#### [EXERCISE PROMPT]
Examine the material below. Gather every line in which the string "plank" appears.

____

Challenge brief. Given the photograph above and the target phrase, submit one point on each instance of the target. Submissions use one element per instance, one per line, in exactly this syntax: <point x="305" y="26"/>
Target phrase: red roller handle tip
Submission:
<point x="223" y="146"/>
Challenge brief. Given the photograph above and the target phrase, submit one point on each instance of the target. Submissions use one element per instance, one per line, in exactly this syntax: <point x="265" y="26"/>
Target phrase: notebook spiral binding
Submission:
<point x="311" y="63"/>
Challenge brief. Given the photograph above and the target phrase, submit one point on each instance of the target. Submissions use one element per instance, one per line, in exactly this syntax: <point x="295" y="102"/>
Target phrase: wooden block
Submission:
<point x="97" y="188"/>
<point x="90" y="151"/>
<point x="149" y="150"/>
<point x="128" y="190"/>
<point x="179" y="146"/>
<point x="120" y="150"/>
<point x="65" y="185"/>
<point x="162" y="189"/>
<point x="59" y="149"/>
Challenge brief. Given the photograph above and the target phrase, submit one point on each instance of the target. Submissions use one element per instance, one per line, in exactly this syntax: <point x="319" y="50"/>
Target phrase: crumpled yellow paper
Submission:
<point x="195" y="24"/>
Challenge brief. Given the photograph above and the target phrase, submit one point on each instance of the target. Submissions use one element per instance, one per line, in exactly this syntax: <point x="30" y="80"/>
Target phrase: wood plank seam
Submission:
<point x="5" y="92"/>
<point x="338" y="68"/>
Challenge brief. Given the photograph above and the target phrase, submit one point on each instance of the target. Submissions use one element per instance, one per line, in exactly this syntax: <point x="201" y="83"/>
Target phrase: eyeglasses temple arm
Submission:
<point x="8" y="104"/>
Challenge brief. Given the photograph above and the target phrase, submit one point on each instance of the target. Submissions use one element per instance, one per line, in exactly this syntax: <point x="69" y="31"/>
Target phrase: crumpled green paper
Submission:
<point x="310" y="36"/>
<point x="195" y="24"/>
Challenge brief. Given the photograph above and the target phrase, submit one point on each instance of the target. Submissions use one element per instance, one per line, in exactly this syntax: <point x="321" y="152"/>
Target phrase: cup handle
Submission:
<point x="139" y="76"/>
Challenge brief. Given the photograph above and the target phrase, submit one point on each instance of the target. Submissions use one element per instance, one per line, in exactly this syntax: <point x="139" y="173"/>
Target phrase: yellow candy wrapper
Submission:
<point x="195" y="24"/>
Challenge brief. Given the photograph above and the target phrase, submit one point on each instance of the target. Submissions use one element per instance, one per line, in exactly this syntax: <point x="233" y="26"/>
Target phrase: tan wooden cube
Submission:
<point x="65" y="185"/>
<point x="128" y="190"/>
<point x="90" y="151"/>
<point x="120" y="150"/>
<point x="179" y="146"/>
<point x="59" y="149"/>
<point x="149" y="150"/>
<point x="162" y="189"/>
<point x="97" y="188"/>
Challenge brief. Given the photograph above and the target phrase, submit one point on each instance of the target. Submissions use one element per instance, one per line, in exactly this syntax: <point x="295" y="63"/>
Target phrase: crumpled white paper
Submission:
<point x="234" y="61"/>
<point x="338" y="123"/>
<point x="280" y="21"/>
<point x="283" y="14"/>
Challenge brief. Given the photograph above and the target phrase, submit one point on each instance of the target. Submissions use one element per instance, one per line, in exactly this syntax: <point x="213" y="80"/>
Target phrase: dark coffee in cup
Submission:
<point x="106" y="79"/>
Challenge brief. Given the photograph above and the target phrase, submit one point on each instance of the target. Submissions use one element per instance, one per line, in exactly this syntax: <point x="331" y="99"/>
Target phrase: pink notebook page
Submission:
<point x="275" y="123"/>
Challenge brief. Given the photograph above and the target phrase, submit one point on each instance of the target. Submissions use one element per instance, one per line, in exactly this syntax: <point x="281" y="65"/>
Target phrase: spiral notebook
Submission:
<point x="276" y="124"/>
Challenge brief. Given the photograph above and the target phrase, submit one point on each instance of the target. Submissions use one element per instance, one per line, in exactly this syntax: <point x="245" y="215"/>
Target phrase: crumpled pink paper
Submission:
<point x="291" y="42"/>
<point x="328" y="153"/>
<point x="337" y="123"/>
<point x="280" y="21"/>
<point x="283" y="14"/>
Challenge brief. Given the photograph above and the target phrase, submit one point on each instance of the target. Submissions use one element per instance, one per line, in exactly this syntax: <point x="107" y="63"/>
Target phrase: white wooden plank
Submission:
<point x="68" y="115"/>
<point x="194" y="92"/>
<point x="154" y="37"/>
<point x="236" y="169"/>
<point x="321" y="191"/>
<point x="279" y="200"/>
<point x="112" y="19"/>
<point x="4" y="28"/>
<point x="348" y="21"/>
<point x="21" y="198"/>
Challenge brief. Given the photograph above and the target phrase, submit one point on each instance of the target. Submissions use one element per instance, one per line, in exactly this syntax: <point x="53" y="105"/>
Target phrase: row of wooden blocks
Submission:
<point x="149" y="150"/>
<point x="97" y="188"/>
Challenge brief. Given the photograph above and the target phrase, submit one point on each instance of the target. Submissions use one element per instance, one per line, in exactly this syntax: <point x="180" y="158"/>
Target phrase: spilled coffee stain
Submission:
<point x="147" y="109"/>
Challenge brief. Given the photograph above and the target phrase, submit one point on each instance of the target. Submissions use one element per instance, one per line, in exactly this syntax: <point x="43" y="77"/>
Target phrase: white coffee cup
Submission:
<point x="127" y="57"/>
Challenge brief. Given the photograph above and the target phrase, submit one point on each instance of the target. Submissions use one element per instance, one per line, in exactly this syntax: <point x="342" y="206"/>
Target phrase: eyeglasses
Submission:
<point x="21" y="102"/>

____

#### [EXPECTED ANSWER]
Target phrase: wood plank seam
Target phrase: white wooden plank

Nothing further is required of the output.